Pick up the news article below on the NHS-backed puberty blocker trial where it ends, and continue writing it.

> **DOCUMENT SECTION**

⁂

Children are being paid with vouchers to spend in Uber Eats and retailers like John Lewis when taking part in a puberty blocker trial backed by the NHS, despite the controversy around the issue and concerns for the health of participants.
The Telegraph reports that some 226 children who question their gender are being incentivised with a promise of up to €500 in vouchers for their part in the experiment, which is set to get underway in April.
The British Health Secretary, Wes Streeting, has commissioned the investigation after debate around the effect of puberty blockers on the young, after they were described by the Commission on Human Medicines as posing “an unacceptable safety risk” to children.
Children in Northern Ireland are also set to be part of the clinical trial to assess the risks and benefits of puberty-blocking drugs – which delay the onset of puberty in young people. Baroness Hillary Cass’s review of transgender services found that children had been failed by a lack of research and “remarkably weak” evidence on medical interventions in relation to gender services. She also found that “good evidence” that puberty blockers were safe or effective did not exist.
Therapist and campaigner James Esses said this week that the government had been given “every opportunity to halt the monstrous puberty blockers trial”.
“They refused. Now, we will compel them,” he added, announcing that he and others were commencing a Judicial Review.”See you in Court, Wes Streeting,” he said, addressing the Health Secretary.

⁂

> **DATA SECTION**
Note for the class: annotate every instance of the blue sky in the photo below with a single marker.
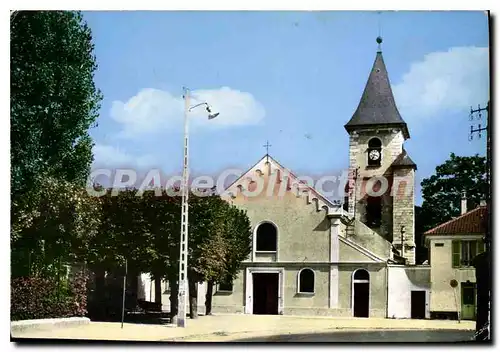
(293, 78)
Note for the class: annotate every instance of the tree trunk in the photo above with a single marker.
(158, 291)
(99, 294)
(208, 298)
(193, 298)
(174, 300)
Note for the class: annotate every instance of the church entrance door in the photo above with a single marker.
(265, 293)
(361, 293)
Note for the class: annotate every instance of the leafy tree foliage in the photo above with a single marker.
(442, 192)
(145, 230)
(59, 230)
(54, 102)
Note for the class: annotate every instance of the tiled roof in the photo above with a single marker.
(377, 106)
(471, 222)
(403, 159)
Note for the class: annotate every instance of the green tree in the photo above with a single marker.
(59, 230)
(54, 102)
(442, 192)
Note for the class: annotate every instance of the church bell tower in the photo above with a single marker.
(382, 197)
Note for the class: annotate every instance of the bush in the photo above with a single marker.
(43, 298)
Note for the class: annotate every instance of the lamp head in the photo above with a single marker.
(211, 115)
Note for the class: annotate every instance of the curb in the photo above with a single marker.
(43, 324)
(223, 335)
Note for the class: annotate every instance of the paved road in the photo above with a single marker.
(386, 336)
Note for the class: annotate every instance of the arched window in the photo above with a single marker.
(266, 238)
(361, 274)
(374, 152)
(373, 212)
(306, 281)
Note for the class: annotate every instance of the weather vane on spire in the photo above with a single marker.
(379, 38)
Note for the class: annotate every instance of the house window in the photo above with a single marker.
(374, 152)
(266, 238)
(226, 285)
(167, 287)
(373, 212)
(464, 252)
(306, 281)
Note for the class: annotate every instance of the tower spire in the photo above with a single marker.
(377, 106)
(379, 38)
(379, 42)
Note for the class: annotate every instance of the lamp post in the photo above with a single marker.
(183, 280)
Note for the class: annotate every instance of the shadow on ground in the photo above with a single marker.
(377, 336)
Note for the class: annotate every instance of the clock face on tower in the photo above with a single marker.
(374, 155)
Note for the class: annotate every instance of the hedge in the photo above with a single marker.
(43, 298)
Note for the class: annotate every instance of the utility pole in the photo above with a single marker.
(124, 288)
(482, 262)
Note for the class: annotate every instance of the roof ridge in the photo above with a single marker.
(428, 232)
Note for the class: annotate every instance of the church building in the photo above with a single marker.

⁂

> **ANSWER SPACE**
Critics of the trial argue that it could cause children irreversible harm. James Esses said: ‘We have given Wes Streeting and the relevant bodies every possible opportunity to pull the plug on this abhorrent trial. Even in the face of strong evidence of harm, consistent concerns from clinicians, and hundreds of thousands of members of the public petitioning them to stop, it is business as usual.”
“The recruitment of children is due to commence imminently, yet the conspiracy of silence continues. If they won’t safeguard children of their own accord, we will compel them to do so. The rest of the world is looking on. We will not allow the UK to become the country that knowingly destroyed the lives of vulnerable children,” he said.
However, The Telegraph now reports that “the children taking part in the trial will be incentivised with the promise of up to £500 in vouchers for completing psychometric tests.”
These will measure the effect of the puberty blockers on their brains, including effects on impulse control and memory.
Participants, aged under 16, will receive £30 vouchers for each of the 15 cognitive assessments they complete, as well as £15 vouchers for each of the three MRI scans they undertake, over the two years of the trial.
Children in another arm of the trial, not taking the drugs, will be given £15 vouchers for each bone density scan and blood test they have.
It is understood the children will be given Love2Shop vouchers which can be redeemed at retailers including Currys and John Lewis, as well as Uber Eats and Xbox, among others.
But Claire Coutinho, the Oppositon equalities minister, told the paper: “These children are in a vulnerable position. Adults should not be giving them vouchers in return for being experimented on.
“This trial already risks putting healthy children on a medical pathway to lifelong infertility. There is no minimum age, and it has been confirmed that children who are autistic or have learning difficulties will be able to take part.
Irish psychotherapist and author, Stella O’Malley, spoke with others in Parliament this week, where they said that puberty blockers “will cause long-term suffering” and that the trial was “like giving Ozempic to an anorexic or alcohol to an alcoholic.”